• [SOURCE DOCUMENT]
Finger Lakes Hoots

Throughout history, owls have been revered, feared and misunderstood. The behavior of the “wise old” owl was observed by military leaders to help them determine war strategies. Native Americans carried owls’ feet for good luck and, at times, considered the calls of owls as a harbinger of misfortune or death. To this day, barn owls are associated with haunted houses.

Owls are effective predators, engaging in natural acts of killing and eating to sustain life. They are equipped with strong feet and talons, and large hooked beaks for capturing and feeding on prey, mostly rodents. They are indeed a “better mouse trap.”

All owls have acute sensory abilities. They have large eyes that are fixed in their sockets, so they must turn their heads to change their view. Because their hearing is extremely acute, they can hunt and capture prey at night without seeing them.

Saw-whet owls and screech owls are the smallest, and among the most common in the Finger Lakes region. Although a secretive bird of the forest, the tiny saw-whet tolerates a close approach once it is located. Screech owls are found in small woodlots and orchards. They are easy to call in by imitating their tremulous and descending whistling call.

The barn owl, also called “the monkey-faced owl,” frequents farmlands and city environs. They hunt and nest in churches, barns and abandoned buildings, and often consume their weight in mice daily.

The most vocal and one of the largest owls of our region is the barred owl. They prefer large forested areas near water, but can be brought in by imitating their eight-hoot call, whoo cooks for you – whoo cooks for you. Be forewarned: If you are camping and want some sleep, they’re difficult to stop once they get started.

The largest and most powerful owl common to our region is the great horned owl. It nests earlier than any other bird in New York, laying its eggs in January or February. Great horned owls prey upon just about anything imaginable, including rabbits, game birds, snakes, frogs, other owls, cats and even skunks.

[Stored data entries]
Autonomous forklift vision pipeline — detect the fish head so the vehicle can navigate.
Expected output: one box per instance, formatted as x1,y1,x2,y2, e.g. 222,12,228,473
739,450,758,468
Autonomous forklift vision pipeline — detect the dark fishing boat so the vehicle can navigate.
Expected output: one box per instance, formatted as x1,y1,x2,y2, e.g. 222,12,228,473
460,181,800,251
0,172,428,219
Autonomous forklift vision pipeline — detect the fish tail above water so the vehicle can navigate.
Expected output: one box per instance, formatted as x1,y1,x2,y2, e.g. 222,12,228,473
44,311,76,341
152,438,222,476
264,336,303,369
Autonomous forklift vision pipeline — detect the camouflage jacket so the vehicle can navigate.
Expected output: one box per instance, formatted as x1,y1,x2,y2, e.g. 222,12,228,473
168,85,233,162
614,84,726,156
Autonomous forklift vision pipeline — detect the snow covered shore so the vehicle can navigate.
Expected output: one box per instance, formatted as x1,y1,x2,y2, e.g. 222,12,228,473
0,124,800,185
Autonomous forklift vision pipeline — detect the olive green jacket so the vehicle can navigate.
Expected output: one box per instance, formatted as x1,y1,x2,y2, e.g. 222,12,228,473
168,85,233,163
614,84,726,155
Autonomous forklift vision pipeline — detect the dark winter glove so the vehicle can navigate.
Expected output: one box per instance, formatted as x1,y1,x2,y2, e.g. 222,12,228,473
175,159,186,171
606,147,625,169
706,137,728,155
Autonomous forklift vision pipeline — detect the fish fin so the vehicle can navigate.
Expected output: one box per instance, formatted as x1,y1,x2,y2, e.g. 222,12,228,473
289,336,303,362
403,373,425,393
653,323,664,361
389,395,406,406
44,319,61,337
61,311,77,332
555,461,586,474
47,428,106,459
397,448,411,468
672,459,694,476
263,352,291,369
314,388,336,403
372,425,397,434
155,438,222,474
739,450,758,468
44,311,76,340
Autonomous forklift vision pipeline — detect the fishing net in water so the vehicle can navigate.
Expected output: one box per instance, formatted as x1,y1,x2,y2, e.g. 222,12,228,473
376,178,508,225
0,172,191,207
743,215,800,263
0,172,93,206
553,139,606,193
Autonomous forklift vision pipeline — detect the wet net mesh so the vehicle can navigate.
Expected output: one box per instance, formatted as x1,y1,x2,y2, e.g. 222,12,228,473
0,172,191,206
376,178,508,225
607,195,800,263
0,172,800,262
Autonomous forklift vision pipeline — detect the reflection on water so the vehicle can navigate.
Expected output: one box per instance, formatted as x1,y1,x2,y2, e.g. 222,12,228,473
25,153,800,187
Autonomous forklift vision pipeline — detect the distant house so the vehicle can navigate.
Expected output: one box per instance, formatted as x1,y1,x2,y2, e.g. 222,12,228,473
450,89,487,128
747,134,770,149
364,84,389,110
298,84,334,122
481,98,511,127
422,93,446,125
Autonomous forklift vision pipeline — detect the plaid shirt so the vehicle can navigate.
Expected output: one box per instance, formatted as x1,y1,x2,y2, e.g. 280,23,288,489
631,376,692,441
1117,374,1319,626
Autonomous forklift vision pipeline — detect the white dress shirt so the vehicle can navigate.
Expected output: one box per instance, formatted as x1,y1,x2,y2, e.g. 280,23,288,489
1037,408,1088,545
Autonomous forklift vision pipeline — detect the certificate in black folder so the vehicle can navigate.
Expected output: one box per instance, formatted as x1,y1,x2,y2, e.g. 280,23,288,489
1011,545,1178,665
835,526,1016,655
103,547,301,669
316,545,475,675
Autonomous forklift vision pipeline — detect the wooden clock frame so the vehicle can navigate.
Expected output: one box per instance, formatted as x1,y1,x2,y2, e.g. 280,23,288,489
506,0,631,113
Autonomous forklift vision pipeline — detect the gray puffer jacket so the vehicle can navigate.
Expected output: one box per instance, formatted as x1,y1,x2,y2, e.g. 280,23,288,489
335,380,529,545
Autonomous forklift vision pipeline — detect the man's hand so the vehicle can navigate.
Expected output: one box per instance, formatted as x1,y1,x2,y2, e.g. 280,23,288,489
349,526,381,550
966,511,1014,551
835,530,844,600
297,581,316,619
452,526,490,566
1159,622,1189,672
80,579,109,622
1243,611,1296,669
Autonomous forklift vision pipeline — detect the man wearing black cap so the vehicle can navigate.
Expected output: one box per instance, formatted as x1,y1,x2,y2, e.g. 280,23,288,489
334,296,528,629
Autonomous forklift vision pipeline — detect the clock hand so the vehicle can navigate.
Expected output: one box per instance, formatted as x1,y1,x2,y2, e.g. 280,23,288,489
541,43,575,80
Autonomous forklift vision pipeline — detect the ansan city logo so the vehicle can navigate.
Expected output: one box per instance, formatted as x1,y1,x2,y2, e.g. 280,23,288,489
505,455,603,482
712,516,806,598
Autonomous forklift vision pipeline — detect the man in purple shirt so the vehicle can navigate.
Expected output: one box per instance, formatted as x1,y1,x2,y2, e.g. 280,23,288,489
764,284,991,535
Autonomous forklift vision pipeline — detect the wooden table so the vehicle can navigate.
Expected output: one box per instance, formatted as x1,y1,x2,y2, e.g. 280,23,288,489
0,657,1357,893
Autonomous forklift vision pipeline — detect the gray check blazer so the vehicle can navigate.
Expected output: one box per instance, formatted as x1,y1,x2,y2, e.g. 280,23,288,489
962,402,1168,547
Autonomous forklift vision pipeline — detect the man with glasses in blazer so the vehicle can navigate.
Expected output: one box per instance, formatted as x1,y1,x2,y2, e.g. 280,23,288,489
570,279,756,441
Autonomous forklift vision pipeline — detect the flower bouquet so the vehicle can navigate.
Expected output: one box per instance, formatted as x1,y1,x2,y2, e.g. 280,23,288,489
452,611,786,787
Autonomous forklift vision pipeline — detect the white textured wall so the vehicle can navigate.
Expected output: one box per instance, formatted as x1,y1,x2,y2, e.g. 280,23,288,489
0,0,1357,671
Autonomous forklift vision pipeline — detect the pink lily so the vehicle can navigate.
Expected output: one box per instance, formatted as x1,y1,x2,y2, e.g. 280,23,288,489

• [EXERCISE REQUIREMENTS]
According to the Finger Lakes owl text, in which months does the great horned owl lay its eggs?

• [WRITTEN REPLY]
January or February.